**WORK TASK**
Output all entries below exactly as they are given.

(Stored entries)
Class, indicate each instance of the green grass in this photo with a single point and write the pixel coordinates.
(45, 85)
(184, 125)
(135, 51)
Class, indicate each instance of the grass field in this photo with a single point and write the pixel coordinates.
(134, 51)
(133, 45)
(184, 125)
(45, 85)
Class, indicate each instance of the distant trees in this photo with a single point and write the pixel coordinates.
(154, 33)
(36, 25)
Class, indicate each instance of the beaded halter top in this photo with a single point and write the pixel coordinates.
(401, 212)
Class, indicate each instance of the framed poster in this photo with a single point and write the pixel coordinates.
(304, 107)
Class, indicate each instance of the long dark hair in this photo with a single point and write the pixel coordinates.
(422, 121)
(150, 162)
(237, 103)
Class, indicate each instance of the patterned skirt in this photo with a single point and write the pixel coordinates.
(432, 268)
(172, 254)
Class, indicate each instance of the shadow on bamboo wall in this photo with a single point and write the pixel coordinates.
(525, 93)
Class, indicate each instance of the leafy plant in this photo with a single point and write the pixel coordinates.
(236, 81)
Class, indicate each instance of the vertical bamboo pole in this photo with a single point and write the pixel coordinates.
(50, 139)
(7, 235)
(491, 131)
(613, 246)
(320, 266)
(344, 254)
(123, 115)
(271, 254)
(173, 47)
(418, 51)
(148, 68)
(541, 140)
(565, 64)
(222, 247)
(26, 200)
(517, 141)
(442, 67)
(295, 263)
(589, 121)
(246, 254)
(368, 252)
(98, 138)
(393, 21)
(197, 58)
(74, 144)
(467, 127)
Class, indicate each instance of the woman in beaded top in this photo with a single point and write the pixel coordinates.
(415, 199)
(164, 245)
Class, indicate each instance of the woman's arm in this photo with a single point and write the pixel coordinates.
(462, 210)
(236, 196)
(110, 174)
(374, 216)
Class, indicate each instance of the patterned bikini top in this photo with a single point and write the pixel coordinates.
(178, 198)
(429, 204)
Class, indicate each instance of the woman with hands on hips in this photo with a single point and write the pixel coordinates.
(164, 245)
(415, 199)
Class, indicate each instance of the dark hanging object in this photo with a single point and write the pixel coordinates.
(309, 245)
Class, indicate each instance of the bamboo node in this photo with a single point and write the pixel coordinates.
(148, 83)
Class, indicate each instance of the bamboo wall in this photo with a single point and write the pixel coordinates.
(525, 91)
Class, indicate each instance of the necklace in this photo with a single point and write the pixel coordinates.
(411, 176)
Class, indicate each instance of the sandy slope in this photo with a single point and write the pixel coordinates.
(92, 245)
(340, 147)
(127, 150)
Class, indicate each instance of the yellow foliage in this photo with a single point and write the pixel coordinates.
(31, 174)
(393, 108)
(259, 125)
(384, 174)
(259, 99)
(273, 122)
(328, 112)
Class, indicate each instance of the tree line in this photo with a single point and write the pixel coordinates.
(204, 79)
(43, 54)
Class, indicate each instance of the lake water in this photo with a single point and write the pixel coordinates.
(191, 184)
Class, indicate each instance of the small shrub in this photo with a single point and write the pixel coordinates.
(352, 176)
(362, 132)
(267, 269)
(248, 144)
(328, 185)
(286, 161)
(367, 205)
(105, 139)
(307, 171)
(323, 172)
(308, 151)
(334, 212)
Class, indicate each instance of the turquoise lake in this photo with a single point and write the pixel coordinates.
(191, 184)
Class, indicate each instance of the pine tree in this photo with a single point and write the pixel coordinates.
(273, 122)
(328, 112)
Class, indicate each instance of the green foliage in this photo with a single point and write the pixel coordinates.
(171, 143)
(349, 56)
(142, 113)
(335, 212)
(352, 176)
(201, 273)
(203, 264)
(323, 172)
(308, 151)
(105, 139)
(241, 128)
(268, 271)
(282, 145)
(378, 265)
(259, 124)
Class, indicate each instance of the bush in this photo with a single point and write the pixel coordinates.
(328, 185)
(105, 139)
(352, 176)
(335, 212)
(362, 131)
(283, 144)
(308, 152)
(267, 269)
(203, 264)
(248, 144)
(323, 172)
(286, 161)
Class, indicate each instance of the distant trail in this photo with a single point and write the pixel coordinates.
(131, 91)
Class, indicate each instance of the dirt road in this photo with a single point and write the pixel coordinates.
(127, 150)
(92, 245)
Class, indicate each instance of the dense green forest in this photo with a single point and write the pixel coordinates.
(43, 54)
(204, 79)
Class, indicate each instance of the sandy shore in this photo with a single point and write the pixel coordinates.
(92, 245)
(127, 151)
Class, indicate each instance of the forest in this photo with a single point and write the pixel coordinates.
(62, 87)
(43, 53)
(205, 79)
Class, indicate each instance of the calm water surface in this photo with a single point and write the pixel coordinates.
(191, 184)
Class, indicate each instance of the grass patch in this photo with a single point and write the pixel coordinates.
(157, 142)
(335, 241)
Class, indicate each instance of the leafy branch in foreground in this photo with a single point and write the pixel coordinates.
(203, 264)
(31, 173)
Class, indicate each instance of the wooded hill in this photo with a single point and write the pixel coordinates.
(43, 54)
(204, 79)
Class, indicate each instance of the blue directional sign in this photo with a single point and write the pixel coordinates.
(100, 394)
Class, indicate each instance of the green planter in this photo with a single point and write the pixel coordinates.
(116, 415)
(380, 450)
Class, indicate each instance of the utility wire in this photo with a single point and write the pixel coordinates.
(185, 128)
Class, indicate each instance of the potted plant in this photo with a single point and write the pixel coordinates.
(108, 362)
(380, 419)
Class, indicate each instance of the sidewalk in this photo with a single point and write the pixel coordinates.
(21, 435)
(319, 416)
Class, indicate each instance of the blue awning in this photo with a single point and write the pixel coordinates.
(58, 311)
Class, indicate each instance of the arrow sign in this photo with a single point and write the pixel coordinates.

**SOLUTION FOR THIS PROBLEM**
Class, indicate each instance of the green grass in this photo with a single point and write the pixel coordinates.
(45, 85)
(184, 125)
(135, 51)
Class, indicate each instance of the grass field in this photo with a single point and write the pixel coordinates.
(134, 51)
(133, 45)
(184, 125)
(45, 85)
Class, indicate each instance of the distant trees in this photo with a single point and write the pixel coordinates.
(154, 33)
(36, 25)
Class, indicate each instance of the beaded halter top in this photo with a single point and write the pixel coordinates.
(401, 212)
Class, indicate each instance of the framed poster in this photo with a single point and write the pixel coordinates.
(304, 107)
Class, indicate each instance of the long dark hair in this photo with a single point and write the pixel coordinates.
(422, 121)
(150, 162)
(237, 103)
Class, indicate each instance of the patterned skirt in this photo with a single point and write the pixel coordinates.
(432, 268)
(172, 254)
Class, indicate each instance of the shadow on bamboo wall in this photo with a single point and write the pixel coordinates.
(525, 93)
Class, indicate each instance of the leafy plant in this photo with a single point and write the pixel coordinates.
(236, 81)
Class, indicate each instance of the vertical bamboo pole in this photo with a single point and write the pixel coordinates.
(50, 139)
(7, 235)
(491, 131)
(613, 246)
(320, 266)
(344, 254)
(123, 115)
(271, 254)
(173, 47)
(418, 51)
(148, 68)
(541, 140)
(565, 64)
(222, 247)
(26, 200)
(517, 141)
(442, 67)
(295, 263)
(589, 121)
(246, 254)
(368, 252)
(98, 138)
(393, 21)
(197, 58)
(74, 144)
(467, 127)
Class, indicate each instance of the woman in beaded top in this photo with a single point and write the pixel coordinates.
(415, 199)
(164, 245)
Class, indicate each instance of the woman's arm in this photo with a single point and write the pixel coordinates.
(462, 210)
(236, 196)
(110, 174)
(374, 216)
Class, indicate each instance of the patterned bikini top in this photo with a single point and write the pixel coordinates.
(178, 198)
(429, 204)
Class, indicate each instance of the woman with hands on hips in this photo with a single point and write the pixel coordinates.
(164, 245)
(415, 199)
Class, indicate each instance of the dark hanging object in this photo with a single point and write the pixel coordinates.
(309, 245)
Class, indicate each instance of the bamboo node in this photo with a single point and write the pixel coordinates.
(148, 83)
Class, indicate each instance of the bamboo wall in this photo with a single point and write the pixel coordinates.
(525, 91)
Class, indicate each instance of the necklace in this photo with a single point and write the pixel coordinates.
(411, 176)
Class, indicate each instance of the sandy slope in this photo with a single point and write the pixel coordinates.
(92, 245)
(340, 147)
(127, 150)
Class, indicate each instance of the yellow foliage in this photo with a single point and write the pixel coordinates.
(31, 174)
(393, 108)
(259, 125)
(384, 174)
(259, 99)
(273, 122)
(328, 112)
Class, indicate each instance of the tree line in this photo with a single point and write the pixel coordinates.
(204, 79)
(43, 54)
Class, indicate each instance of the lake water in this photo with a single point and write the pixel coordinates.
(191, 184)
Class, indicate each instance of the small shrub in this photo with a single point and write the pixel coordinates.
(352, 176)
(362, 132)
(267, 269)
(248, 144)
(328, 185)
(286, 161)
(367, 205)
(105, 139)
(307, 171)
(323, 172)
(308, 151)
(334, 212)
Class, indicate each instance of the turquoise lake in this photo with a single point and write the pixel coordinates.
(191, 184)
Class, indicate each instance of the pine tree in this photo with a single point and write the pixel coordinates.
(273, 122)
(328, 112)
Class, indicate each instance of the green foliage in this photo with a single point and write the pixel coordinates.
(171, 143)
(349, 56)
(142, 113)
(335, 212)
(352, 176)
(201, 273)
(203, 264)
(323, 172)
(308, 151)
(105, 139)
(241, 128)
(268, 271)
(282, 145)
(378, 265)
(259, 124)
Class, indicate each instance of the bush in this photo with a single point and write the pixel coordinates.
(328, 185)
(105, 139)
(352, 176)
(335, 212)
(362, 131)
(283, 144)
(308, 152)
(267, 269)
(203, 264)
(248, 144)
(323, 172)
(286, 161)
Class, indicate each instance of the distant trail in this photo with a single point and write the pixel coordinates.
(131, 91)
Class, indicate each instance of the dirt road in this photo with a single point and write the pixel coordinates.
(127, 150)
(92, 245)
Class, indicate each instance of the dense green forest in this photo with a single point and write the pixel coordinates.
(43, 54)
(204, 79)
Class, indicate each instance of the sandy shore in this photo with a single point and write the pixel coordinates.
(92, 245)
(127, 151)
Class, indicate each instance of the forest in this photo with a single point and write the pixel coordinates.
(62, 87)
(43, 53)
(205, 79)
Class, indicate each instance of the calm water surface in this photo with a single point and write the pixel coordinates.
(191, 184)
Class, indicate each instance of the grass patch in this photo with a single point and write the pixel coordinates.
(157, 142)
(335, 241)
Class, indicate each instance of the leafy branch in foreground in this photo with a single point and write the pixel coordinates.
(203, 264)
(31, 173)
Class, indicate each instance of the wooded hill in this photo with a single point and write the pixel coordinates.
(43, 54)
(204, 79)
Class, indicate each instance of the blue directional sign in this photo with a single point and write the pixel coordinates.
(100, 394)
Class, indicate each instance of the green planter in this photo with a single point and write the pixel coordinates.
(116, 415)
(380, 450)
Class, indicate each instance of the utility wire in this photo with a single point and write the pixel coordinates.
(185, 128)
Class, indicate each instance of the potted plant in this photo with a single point and write the pixel coordinates.
(108, 362)
(380, 419)
Class, indicate each instance of the sidewalk in this photo with a single point and write the pixel coordinates.
(21, 435)
(319, 416)
Class, indicate each instance of the blue awning in this photo with a single point and write the pixel coordinates.
(58, 311)
Class, indicate each instance of the arrow sign in this photo with a single point and write the pixel coordinates.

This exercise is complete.